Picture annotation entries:
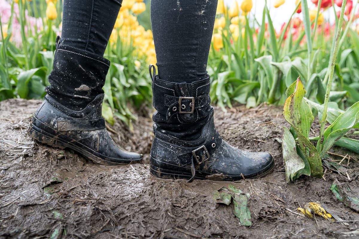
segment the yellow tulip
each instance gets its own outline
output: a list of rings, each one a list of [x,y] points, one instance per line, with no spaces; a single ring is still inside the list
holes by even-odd
[[[283,5],[285,2],[285,0],[275,0],[274,1],[274,6],[275,8],[279,8],[281,5]]]
[[[242,38],[244,39],[244,37],[246,37],[246,28],[244,27],[242,28],[242,30],[241,31],[241,33],[242,34]]]
[[[238,38],[239,37],[239,29],[238,27],[236,29],[234,32],[232,33],[232,37],[233,37],[233,39],[235,41],[236,41],[238,39]]]
[[[214,28],[222,29],[225,26],[225,19],[222,16],[219,18],[216,18],[214,20]]]
[[[146,10],[146,4],[144,3],[136,3],[131,8],[135,14],[140,14]]]
[[[232,24],[239,25],[240,22],[242,25],[246,24],[246,17],[244,16],[235,16],[230,19],[230,23]]]
[[[216,14],[224,14],[224,3],[223,3],[223,0],[218,0],[218,3],[217,4],[216,13]]]
[[[3,35],[4,38],[8,36],[8,25],[5,24],[3,25]],[[1,36],[0,36],[1,37]]]
[[[46,15],[50,20],[56,19],[57,17],[57,12],[56,11],[56,7],[52,2],[49,2],[47,7],[46,9]]]
[[[239,28],[239,27],[237,24],[231,24],[229,25],[229,30],[232,33],[234,33],[234,32]]]
[[[121,9],[131,9],[135,3],[135,0],[125,0],[122,2]]]
[[[313,21],[315,19],[316,17],[317,16],[317,12],[316,9],[312,9],[309,10],[309,18],[311,21]],[[324,21],[324,16],[321,13],[320,13],[318,17],[318,24],[321,25]]]
[[[56,3],[56,2],[57,1],[57,0],[45,0],[45,1],[46,2],[46,4],[48,4],[49,2],[52,2],[54,3]]]
[[[213,47],[216,51],[218,51],[223,47],[223,42],[222,39],[222,35],[220,33],[215,33],[213,37]]]
[[[238,7],[238,3],[236,0],[233,1],[228,9],[228,15],[230,18],[238,16],[239,9]]]
[[[253,3],[252,0],[243,0],[242,4],[241,5],[241,9],[245,13],[251,11],[252,7],[253,6]]]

■ **Do this**:
Rewrite the lines above as a numbered list, omitting any blank lines. Leave the pictures out of your answer.

■ **Solution to the exercise**:
1. segment the yellow tulip
2. each instance gets its own outline
3. output: a list of rings, each one a list of [x,y] points, one instance per line, with no spaces; a single ring is still inside the list
4. holes by even-odd
5. [[[283,5],[285,2],[285,0],[275,0],[274,1],[274,6],[275,8],[279,8],[281,5]]]
6. [[[242,38],[244,39],[244,37],[246,37],[246,28],[244,27],[242,28],[242,30],[241,31],[241,33],[242,34]]]
7. [[[238,38],[239,37],[239,29],[238,27],[236,29],[234,32],[232,33],[232,37],[233,37],[233,39],[235,41],[236,41],[238,39]]]
8. [[[214,28],[222,29],[225,26],[225,19],[222,16],[219,18],[216,18],[214,20]]]
9. [[[146,10],[146,4],[144,3],[136,3],[131,8],[135,14],[140,14]]]
10. [[[232,24],[239,25],[240,22],[242,25],[246,24],[246,17],[244,16],[235,16],[230,19],[230,23]]]
11. [[[216,14],[224,14],[224,3],[223,3],[223,0],[218,0],[218,3],[217,4],[216,13]]]
12. [[[3,35],[4,38],[8,36],[8,25],[5,24],[3,25]],[[1,36],[0,36],[1,37]]]
13. [[[46,15],[50,20],[56,19],[57,17],[57,12],[56,11],[56,7],[52,2],[49,2],[47,7],[46,9]]]
14. [[[239,28],[239,27],[237,24],[231,24],[229,25],[229,30],[232,33],[234,33],[234,32]]]
15. [[[121,9],[131,9],[135,3],[135,0],[125,0],[122,2]]]
16. [[[313,21],[315,19],[316,17],[317,16],[317,12],[316,9],[312,9],[309,10],[309,18],[311,21]],[[324,21],[324,16],[321,13],[320,13],[318,17],[318,24],[321,25]]]
17. [[[56,3],[56,2],[57,1],[57,0],[45,0],[45,1],[46,2],[46,4],[48,4],[49,2],[52,2],[54,3]]]
18. [[[213,47],[216,51],[218,51],[223,47],[223,42],[222,39],[222,35],[220,33],[215,33],[213,37]]]
19. [[[238,7],[238,3],[236,0],[233,1],[228,9],[228,15],[230,18],[238,16],[239,9]]]
20. [[[253,3],[252,0],[243,0],[242,4],[241,5],[241,9],[245,13],[251,11],[252,7],[253,6]]]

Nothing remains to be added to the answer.